[TEXTE]
Registre d’écrou Prison de Saint-Nazaire [ADLA 1804W1]Registre Entrées/Sorties Camp de la Lande août 1942 [ADIL 120W17]
Un rapport de la police municipale administrative de Saint-Nazaire de mai 1952 décrit les circonstances de la persécution de la famille.
[DAVCC Caen, 21 P 477428]Fichier De Brinon [DAVCC Caen, 21 P 477428]Fichier De Brinon [DAVCC Caen, 21 P 478220]Fichier De Brinon [DAVCC Caen, 22 P 3084]
La famille est transférée du camp de La Lande vers Drancy le 05 septembre 1942.
Apprenant l’arrestation de la famille, Lucien BERNHEIM, le père de Marthe LEVY écrit au Préfet de Loire-Inférieure pour tenter de libérer « sinon toute la famille, tout au moins la femme et l’enfant« . Cette lettre restera sans réponse.
[/TEXTE]
§ **VOTRE TRAVAIL**:
**A)** D'après le texte sur la persécution de la famille, pour quelle raison Lucien BERNHEIM écrit-il au Préfet de Loire-Inférieure ? Répondez en une à trois phrases.
**B)** Prolongez le texte sur la persécution de la famille en reprenant après sa dernière phrase.
[DONNÉES FOURNIES]
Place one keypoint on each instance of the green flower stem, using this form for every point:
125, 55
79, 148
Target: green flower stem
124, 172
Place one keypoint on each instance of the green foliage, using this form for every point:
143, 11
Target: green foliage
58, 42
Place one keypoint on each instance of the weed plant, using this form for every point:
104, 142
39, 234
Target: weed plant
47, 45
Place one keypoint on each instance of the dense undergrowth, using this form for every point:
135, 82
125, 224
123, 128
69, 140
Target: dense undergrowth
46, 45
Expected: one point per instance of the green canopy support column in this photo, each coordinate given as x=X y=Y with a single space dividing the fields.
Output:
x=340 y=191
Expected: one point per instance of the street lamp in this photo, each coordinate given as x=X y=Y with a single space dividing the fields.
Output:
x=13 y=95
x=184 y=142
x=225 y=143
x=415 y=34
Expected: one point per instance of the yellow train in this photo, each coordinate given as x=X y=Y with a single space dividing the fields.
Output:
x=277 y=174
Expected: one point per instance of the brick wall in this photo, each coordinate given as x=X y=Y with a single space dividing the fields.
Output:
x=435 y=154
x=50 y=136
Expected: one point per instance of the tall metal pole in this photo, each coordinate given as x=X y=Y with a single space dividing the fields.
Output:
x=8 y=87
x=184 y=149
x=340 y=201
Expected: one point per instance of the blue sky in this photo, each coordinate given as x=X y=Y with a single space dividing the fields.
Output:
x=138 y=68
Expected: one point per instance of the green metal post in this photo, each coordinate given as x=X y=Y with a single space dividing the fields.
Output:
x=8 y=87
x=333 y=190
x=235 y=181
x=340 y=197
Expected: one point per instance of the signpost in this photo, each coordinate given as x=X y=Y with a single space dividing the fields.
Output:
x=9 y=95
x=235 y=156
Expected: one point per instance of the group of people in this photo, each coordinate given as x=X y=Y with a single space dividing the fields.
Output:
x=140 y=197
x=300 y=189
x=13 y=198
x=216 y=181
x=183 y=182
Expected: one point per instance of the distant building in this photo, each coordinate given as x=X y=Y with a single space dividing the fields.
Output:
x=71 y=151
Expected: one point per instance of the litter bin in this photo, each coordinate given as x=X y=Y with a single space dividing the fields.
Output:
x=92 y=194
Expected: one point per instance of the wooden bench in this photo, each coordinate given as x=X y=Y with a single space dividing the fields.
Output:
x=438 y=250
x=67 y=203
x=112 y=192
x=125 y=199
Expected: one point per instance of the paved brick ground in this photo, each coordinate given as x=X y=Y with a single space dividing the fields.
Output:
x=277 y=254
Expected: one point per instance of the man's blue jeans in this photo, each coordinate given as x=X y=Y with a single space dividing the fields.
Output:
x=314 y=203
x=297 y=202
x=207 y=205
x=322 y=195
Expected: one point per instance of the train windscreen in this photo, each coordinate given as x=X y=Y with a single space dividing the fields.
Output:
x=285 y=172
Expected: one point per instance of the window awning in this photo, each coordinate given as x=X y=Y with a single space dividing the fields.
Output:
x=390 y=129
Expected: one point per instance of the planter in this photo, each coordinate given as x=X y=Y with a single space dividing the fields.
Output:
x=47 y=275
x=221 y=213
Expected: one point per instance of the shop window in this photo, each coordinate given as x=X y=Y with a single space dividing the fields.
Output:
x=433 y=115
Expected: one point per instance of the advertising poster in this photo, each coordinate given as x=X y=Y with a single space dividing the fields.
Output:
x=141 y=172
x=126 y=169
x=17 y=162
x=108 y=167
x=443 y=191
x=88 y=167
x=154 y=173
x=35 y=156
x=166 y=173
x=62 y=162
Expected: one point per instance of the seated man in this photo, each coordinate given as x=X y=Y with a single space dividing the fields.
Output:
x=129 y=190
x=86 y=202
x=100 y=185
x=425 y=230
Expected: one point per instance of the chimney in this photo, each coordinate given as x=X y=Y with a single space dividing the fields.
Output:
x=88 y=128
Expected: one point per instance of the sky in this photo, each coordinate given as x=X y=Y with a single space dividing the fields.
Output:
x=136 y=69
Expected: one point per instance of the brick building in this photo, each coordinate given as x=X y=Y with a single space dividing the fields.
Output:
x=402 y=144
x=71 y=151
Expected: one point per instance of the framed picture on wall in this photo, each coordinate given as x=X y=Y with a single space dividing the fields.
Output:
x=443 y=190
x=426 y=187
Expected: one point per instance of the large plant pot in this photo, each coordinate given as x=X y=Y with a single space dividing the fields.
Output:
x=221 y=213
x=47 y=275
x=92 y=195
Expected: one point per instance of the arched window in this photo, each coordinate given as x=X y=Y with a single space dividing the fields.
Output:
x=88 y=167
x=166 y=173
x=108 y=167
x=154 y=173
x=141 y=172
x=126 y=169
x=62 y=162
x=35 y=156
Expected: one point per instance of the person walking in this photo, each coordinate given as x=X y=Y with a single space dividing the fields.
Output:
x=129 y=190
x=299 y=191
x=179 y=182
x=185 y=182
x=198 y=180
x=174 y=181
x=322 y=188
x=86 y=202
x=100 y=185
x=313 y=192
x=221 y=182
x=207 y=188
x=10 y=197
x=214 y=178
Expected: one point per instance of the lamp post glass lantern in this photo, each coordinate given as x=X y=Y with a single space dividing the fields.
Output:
[/DONNÉES FOURNIES]
§ **RÉPONSES PAR CONSIGNE**:
**A)** Lucien BERNHEIM, le père de Marthe LEVY, écrit au Préfet de Loire-Inférieure après avoir appris l'arrestation de la famille. Il tente ainsi d'obtenir la libération, « sinon toute la famille, tout au moins la femme et l'enfant ».

**B)**
Courrier de Lucien BERNHEIM au Préfet de Loire-Inférieure 07 septembre 1942 [ADLA 1694W25]
Armand LEVY fait partie de la catégorie C1 en tant que cadre du camp puis passe à la catégorie B de ceux qui sont immédiatement déportables. Marthe est affectée à l’infirmerie du camp où elle administre les vivres et les effectifs. Elle se rend à l’Hôpital Rotschild le 24 octobre 1942 et réintègre le camp de Drancy le 19 janvier 1943.
Ernest MELOCHE tentera d’intervenir pour faire libérer la famille sans succès.
La famille est déportée par le convoi numéro 62 du 20 novembre 1943 de Drancy à Auschwitz.
Armand LEVY est décédé à Auschwitz, il avait 55 ans et son épouse Marie Marthe 44 ans.
Après guerre, c’est Henriette LEVY (née LEVY) 20, rue Contrescarpe à Nantes, soeur d’Armand, qui effectue les démarches auprès du Ministère des Anciens Combattants et Victimes de Guerre afin d’obtenir dans un premier temps les certificats de « non-rentré », puis certificats de déportation, certificats de déportés politiques et actes de décès. Des enquêtes sont menées pour connaître et vérifier les dates d’arrestation et de déportation.
Elle transférera l’activité commerciale de la « Maison Modèle » juste après-guerre au 142, avenue de Paris (actuelle avenue du Maréchal de Lattre de Tassigny) à La Baule dont elle s’occupera en 1945 et 1946 puis le magasin sera loué à Madame GARBER de 1946 à 1949. L’activité commerciale cesse à cette date.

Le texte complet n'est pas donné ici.